*What you will do*
Please report every line in the records below that contains the word "grassy".

——————

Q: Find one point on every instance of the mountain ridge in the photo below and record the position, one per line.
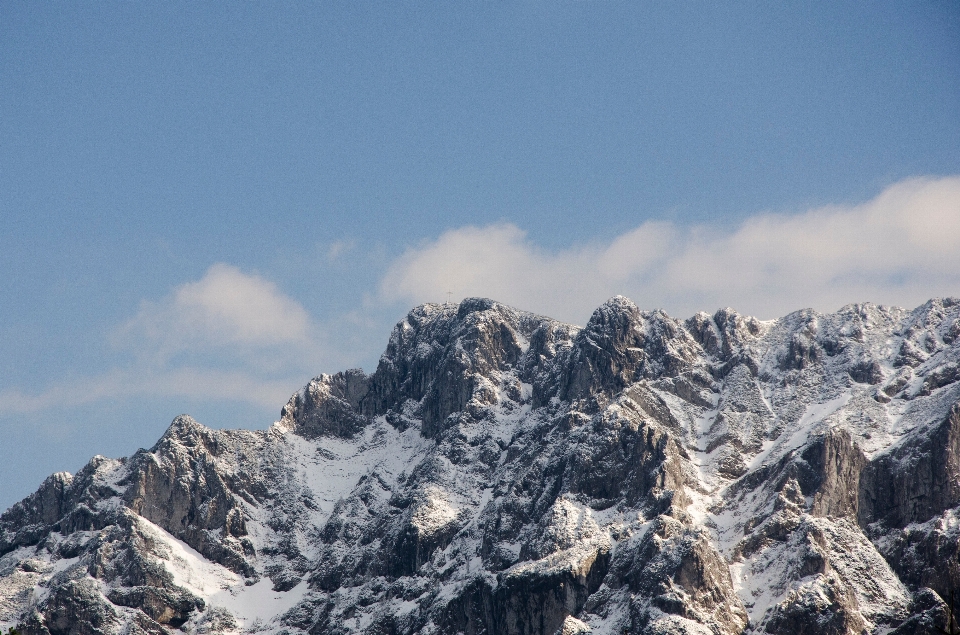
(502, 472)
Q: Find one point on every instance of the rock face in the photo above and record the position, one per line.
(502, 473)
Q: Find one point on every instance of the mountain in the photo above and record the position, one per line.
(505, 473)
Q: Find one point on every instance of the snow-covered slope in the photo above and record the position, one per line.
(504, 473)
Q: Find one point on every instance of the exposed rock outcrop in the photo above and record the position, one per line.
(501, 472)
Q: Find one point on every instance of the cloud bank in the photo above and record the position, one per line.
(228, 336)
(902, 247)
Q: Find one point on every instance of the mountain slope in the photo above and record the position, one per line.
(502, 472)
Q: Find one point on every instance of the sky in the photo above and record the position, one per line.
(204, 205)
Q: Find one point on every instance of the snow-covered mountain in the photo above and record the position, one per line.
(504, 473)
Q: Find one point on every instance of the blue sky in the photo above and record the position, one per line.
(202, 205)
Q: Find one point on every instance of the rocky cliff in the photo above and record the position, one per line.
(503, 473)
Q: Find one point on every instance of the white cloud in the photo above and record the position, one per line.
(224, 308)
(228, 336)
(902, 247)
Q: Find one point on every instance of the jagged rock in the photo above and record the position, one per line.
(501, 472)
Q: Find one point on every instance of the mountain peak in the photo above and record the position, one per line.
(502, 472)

——————

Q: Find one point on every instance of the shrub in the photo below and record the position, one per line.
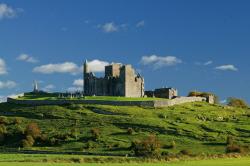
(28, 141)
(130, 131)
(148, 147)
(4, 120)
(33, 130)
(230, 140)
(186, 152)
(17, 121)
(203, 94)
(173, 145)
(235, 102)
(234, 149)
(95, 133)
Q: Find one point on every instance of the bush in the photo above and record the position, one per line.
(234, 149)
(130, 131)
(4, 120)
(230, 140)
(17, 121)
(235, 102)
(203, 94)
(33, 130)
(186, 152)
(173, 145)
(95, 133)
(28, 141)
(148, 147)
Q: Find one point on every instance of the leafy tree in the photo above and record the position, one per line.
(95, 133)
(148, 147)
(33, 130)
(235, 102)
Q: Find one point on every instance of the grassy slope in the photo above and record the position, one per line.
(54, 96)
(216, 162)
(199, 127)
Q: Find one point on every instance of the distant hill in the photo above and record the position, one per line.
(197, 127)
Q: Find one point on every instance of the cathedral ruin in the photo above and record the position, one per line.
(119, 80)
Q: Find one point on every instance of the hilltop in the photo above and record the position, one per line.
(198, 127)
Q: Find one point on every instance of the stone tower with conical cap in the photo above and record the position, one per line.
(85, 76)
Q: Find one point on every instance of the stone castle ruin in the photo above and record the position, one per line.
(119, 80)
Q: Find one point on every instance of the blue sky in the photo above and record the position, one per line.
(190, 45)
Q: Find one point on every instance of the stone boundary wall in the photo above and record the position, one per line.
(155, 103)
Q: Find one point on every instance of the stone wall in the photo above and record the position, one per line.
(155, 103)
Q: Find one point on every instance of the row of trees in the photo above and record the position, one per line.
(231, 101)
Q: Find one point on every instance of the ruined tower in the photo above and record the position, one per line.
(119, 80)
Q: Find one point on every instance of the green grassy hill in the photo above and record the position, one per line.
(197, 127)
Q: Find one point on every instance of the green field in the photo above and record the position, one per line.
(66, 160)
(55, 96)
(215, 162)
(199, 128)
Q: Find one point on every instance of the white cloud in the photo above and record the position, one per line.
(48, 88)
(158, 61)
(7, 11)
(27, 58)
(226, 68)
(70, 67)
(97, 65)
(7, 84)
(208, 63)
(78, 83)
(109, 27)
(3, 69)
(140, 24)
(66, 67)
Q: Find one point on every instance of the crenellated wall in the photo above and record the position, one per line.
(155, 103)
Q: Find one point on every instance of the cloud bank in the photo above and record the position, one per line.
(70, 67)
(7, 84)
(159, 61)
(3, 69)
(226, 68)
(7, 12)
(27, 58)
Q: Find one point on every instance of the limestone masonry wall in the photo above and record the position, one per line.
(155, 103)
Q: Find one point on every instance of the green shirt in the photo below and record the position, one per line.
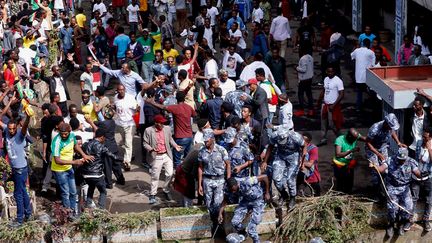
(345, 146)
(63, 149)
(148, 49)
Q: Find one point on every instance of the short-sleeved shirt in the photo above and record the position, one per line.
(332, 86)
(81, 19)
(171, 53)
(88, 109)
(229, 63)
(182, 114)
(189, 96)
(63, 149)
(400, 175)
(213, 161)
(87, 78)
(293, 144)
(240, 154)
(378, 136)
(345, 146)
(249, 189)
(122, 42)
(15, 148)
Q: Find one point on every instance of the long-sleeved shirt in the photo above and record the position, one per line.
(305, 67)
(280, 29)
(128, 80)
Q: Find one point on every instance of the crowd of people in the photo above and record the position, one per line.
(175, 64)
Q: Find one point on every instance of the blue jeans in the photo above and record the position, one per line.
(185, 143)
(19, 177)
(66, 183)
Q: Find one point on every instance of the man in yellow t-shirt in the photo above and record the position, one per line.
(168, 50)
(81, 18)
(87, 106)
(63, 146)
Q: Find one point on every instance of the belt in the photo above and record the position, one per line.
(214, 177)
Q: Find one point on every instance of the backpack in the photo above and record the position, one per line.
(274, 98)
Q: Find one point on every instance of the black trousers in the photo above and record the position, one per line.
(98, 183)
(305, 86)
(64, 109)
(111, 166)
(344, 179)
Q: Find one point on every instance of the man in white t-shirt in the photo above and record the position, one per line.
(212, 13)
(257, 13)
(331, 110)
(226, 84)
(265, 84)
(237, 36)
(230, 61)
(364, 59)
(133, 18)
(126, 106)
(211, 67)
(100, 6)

——————

*Expected answer*
Q: Find one point on every instance of the grassy slope in the photo above and record the position, one per line.
Q: Find one point on every instance of the green grassy hill in the photo above and record the position, one per line.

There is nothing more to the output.